__Exercise task 1__: Return every line of the records that contains the word "chair".

======== Source document ========

From fdb4eaf437872566371b70cc74a2334ad5620736 Mon Sep 17 00:00:00 2001
From: Matt Pharr <matt.pharr@intel.com>
Date: Wed, 1 Feb 2012 08:17:25 -0800
Subject: [PATCH] Fix bug in &&/|| short-circuiting.

Use full mask, not internal mask when checking "any lanes running"
before evaluating expressions.

Added some more tests to try to cover this case.
---
 expr.cpp                    | 17 +++++++++--------
 tests/short-circuit-12.ispc | 25 +++++++++++++++++++++++++
 tests/short-circuit-13.ispc | 25 +++++++++++++++++++++++++
 tests/short-circuit-14.ispc | 29 +++++++++++++++++++++++++++++
 tests/short-circuit-15.ispc | 29 +++++++++++++++++++++++++++++
 5 files changed, 117 insertions(+), 8 deletions(-)

======== Exercise inputs ========

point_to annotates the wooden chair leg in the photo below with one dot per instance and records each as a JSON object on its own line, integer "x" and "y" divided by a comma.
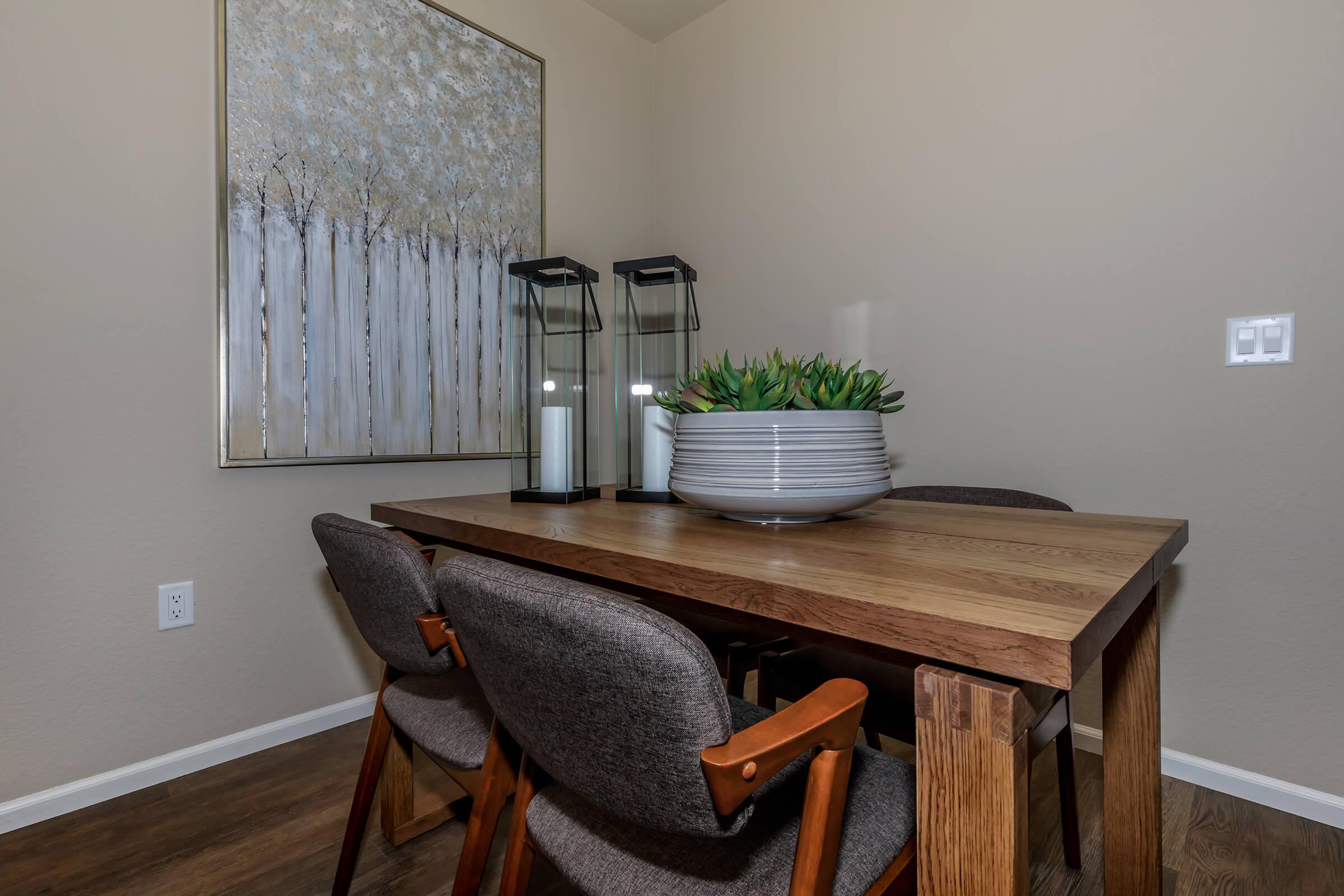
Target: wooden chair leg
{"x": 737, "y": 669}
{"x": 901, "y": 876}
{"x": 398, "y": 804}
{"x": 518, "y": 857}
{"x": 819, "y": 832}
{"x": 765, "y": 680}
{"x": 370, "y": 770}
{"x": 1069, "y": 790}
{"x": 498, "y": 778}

========

__Exercise task 2__: List the files changed by the patch above.

__Full answer 1__:
point_to annotates the wooden chair leg in the photo below with one dot per instance and records each as a JSON object on its own line, integer "x" and "y" divided by a comma.
Target: wooden chair leg

__Full answer 2__:
expr.cpp
tests/short-circuit-12.ispc
tests/short-circuit-13.ispc
tests/short-circuit-14.ispc
tests/short-circuit-15.ispc